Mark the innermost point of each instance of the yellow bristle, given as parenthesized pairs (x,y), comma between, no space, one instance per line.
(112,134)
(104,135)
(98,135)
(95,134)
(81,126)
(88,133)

▬▬▬▬▬▬

● **Short task**
Reproduce every line of the listing, request included, and shift each answer point by adding 148 to both its x and y coordinates.

● **Exercise response**
Mark the innermost point of each instance of the yellow bristle, given as parenthesized pairs (x,y), comma between, no space, one instance per line.
(260,282)
(252,283)
(246,283)
(243,282)
(229,274)
(236,281)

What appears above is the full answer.